[[ Provided records open ]]

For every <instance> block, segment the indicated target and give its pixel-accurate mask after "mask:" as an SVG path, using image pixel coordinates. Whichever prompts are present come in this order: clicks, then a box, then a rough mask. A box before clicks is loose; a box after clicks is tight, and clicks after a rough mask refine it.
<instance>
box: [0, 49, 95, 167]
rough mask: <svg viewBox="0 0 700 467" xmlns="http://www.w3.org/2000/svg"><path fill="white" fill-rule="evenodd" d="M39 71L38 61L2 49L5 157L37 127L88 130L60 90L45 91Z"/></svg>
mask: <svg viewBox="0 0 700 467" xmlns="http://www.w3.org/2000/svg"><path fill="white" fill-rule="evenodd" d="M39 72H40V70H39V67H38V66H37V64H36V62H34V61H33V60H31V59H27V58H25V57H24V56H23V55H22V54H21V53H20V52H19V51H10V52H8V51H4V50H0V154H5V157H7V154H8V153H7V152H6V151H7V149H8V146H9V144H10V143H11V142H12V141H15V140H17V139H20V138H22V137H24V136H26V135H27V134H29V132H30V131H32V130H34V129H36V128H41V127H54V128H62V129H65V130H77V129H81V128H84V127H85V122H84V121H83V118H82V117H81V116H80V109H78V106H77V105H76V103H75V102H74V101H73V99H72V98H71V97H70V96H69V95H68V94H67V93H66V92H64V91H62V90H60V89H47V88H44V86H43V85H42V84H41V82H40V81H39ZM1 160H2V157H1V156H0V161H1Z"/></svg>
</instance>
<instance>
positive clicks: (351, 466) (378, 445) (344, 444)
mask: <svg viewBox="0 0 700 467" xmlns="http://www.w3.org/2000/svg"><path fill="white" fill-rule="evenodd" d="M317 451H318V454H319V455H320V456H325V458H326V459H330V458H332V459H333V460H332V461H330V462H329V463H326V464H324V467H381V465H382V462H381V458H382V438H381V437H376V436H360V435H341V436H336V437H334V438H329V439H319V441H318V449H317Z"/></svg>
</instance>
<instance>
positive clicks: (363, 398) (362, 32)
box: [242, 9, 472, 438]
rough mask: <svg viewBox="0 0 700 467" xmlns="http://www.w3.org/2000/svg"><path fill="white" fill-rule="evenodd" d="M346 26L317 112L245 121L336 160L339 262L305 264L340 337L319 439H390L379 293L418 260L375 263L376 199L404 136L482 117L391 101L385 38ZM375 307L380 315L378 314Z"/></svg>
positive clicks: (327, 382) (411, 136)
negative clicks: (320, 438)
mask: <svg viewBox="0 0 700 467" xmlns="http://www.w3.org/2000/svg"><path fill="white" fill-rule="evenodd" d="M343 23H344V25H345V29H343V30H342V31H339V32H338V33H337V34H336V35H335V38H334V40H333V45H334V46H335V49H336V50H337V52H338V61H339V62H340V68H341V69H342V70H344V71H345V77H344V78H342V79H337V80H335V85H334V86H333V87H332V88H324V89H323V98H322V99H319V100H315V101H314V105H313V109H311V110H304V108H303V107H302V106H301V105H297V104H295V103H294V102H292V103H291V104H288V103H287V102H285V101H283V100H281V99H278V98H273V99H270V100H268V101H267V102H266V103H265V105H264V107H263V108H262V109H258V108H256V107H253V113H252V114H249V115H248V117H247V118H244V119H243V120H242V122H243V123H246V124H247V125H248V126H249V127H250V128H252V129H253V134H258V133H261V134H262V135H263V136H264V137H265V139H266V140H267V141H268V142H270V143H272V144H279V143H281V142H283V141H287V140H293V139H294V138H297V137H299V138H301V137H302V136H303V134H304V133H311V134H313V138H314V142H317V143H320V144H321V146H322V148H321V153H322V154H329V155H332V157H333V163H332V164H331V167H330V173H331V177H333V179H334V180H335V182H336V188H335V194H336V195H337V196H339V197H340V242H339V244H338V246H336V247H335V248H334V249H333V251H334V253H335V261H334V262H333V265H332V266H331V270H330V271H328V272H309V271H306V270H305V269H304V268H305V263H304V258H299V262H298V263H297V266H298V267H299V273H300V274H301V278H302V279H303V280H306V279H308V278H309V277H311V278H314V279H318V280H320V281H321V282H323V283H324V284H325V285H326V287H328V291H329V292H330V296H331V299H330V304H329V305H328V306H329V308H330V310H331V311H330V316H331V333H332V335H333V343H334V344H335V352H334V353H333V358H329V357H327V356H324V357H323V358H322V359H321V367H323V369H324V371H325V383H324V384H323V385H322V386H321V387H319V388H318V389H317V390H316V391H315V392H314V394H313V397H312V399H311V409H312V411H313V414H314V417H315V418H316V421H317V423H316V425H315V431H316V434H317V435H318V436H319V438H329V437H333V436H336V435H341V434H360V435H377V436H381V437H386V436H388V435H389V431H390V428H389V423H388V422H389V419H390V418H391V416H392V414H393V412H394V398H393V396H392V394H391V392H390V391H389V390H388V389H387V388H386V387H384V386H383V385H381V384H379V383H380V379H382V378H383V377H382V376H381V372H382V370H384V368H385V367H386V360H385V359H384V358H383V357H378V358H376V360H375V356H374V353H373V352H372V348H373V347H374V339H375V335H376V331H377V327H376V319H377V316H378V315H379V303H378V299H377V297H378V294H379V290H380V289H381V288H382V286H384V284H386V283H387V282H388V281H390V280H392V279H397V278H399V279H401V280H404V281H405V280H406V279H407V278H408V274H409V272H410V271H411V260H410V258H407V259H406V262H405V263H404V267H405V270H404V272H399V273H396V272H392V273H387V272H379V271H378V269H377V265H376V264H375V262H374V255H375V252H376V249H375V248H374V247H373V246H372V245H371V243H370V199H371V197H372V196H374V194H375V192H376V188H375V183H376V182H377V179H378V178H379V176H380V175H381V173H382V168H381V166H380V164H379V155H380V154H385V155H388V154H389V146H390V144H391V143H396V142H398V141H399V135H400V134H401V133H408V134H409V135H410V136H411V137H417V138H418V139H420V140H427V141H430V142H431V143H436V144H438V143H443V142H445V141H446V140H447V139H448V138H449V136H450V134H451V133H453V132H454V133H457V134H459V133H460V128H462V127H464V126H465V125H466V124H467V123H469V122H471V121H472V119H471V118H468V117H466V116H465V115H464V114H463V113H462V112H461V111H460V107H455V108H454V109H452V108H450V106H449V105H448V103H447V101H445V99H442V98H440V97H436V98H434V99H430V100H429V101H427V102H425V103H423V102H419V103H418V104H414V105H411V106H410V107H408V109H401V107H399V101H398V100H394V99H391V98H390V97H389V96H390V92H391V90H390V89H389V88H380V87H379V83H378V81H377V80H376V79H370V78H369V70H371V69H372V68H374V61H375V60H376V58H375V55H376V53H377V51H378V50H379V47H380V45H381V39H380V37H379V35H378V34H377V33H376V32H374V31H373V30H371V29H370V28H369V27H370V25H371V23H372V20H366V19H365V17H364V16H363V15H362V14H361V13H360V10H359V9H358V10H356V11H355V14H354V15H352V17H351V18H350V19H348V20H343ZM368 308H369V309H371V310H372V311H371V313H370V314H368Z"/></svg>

[[ Provided records closed ]]

Assignment:
Please swap "rough mask" for "coarse mask" in the listing, from its first line through the line containing "box: [242, 9, 472, 438]", and write those lines out again with nothing else changed.

Exercise result:
For every <instance> block, segment the indicated target and give its pixel-accurate mask after "mask:" as an SVG path, using image pixel coordinates. Whichever prompts are present come in this order: clicks, then a box, then a coarse mask. A box before clicks is loose; a box after clicks is tight, and clicks after a coarse mask refine it.
<instance>
box: [0, 49, 95, 167]
coarse mask: <svg viewBox="0 0 700 467" xmlns="http://www.w3.org/2000/svg"><path fill="white" fill-rule="evenodd" d="M39 71L38 61L2 49L5 157L37 127L88 130L60 90L45 91Z"/></svg>
mask: <svg viewBox="0 0 700 467" xmlns="http://www.w3.org/2000/svg"><path fill="white" fill-rule="evenodd" d="M39 72H40V70H39V67H38V66H37V64H36V62H34V61H33V60H31V59H27V58H25V57H24V56H23V55H22V54H21V53H20V52H19V51H10V52H8V51H4V50H0V154H5V157H7V154H8V153H7V152H6V151H7V149H8V146H9V144H10V143H11V142H12V141H15V140H17V139H20V138H22V137H24V136H26V135H27V134H29V132H30V131H32V130H34V129H36V128H41V127H54V128H62V129H65V130H77V129H81V128H84V127H85V122H84V121H83V118H82V117H81V116H80V109H78V106H77V105H76V103H75V102H74V101H73V99H72V98H71V97H70V96H69V95H68V94H67V93H66V92H64V91H62V90H60V89H47V88H44V86H43V85H42V84H41V82H40V81H39ZM1 160H2V157H1V156H0V161H1Z"/></svg>
</instance>
<instance>
positive clicks: (351, 466) (378, 445) (344, 444)
mask: <svg viewBox="0 0 700 467" xmlns="http://www.w3.org/2000/svg"><path fill="white" fill-rule="evenodd" d="M317 451H318V454H319V455H320V456H325V458H326V459H330V458H332V459H333V460H332V461H330V462H329V463H326V464H324V467H381V465H382V462H381V458H382V438H381V437H376V436H360V435H341V436H336V437H334V438H329V439H319V441H318V449H317Z"/></svg>
</instance>
<instance>
positive clicks: (363, 398) (362, 32)
box: [242, 9, 472, 438]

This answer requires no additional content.